Your answer should hold the data exactly as given, minus any picture.
####################
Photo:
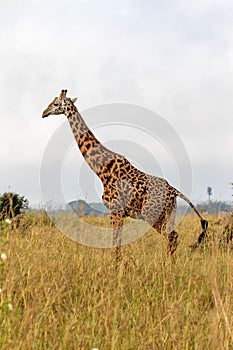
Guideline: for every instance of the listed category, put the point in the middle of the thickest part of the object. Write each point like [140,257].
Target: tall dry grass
[57,294]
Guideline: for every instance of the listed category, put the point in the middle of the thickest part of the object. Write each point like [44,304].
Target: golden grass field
[57,294]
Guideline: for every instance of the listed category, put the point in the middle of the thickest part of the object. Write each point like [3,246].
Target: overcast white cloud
[174,57]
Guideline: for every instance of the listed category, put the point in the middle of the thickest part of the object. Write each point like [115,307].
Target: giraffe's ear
[74,99]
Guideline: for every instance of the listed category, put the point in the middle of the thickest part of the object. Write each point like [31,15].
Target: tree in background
[12,204]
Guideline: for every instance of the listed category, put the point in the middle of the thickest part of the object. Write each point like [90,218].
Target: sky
[174,58]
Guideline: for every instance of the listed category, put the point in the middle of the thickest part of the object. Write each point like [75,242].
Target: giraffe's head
[60,105]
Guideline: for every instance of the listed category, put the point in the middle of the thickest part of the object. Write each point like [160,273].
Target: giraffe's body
[127,190]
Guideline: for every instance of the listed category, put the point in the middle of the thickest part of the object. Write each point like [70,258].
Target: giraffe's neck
[95,154]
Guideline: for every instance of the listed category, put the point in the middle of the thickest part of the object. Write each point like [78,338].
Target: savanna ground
[57,294]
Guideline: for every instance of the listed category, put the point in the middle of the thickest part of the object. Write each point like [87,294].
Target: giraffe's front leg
[117,225]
####################
**ANSWER SECTION:**
Photo:
Guideline: for every instance of the listed category, put the point in the middle of the thickest part of the object. Write each point like [140,257].
Target: tall dry grass
[57,294]
Guideline: for every instance of the listed category, put the point in the middle of the thickest part of the object. Write each point like [44,304].
Target: golden grass field
[57,294]
Guideline: for every instance of the listed category, put the point in the middle of the thickest part of the object. Write each point like [3,246].
Target: overcast white cloud
[174,57]
Guideline: for every instance of the listed category, put the point in the middle of the thickest part of the object. Write each point like [115,307].
Target: giraffe's ear
[74,99]
Guideline: for every instance of the listed category, put the point in the middle of the thickest part of the object. Write each point like [31,15].
Target: tree in background
[12,204]
Guideline: for every instance of the listed category, put the point in the middle of the thickest part of the object. Write each point like [90,218].
Target: sky
[174,58]
Guideline: for every instance of the listed category, put the point in the middle of the thickest part of the object. Write each point like [75,242].
Target: giraffe's head
[60,105]
Guideline: for every instance of the listed category, put the point in the middle of the thickest part of the object. Write each point like [160,273].
Target: giraffe's body
[127,190]
Guideline: for every instance of the listed category, put the point in the middle of the thickest part of the object. Write each point like [70,258].
Target: giraffe's neck
[95,154]
Guideline: for every instance of the listed category, put the point in the middle of the thickest part of the object. Write each point like [78,338].
Target: savanna ground
[57,294]
Guideline: for every instance of the listed category, put the point in the middle of the thickest part of the object. Write each point like [87,294].
Target: giraffe's front leg
[117,225]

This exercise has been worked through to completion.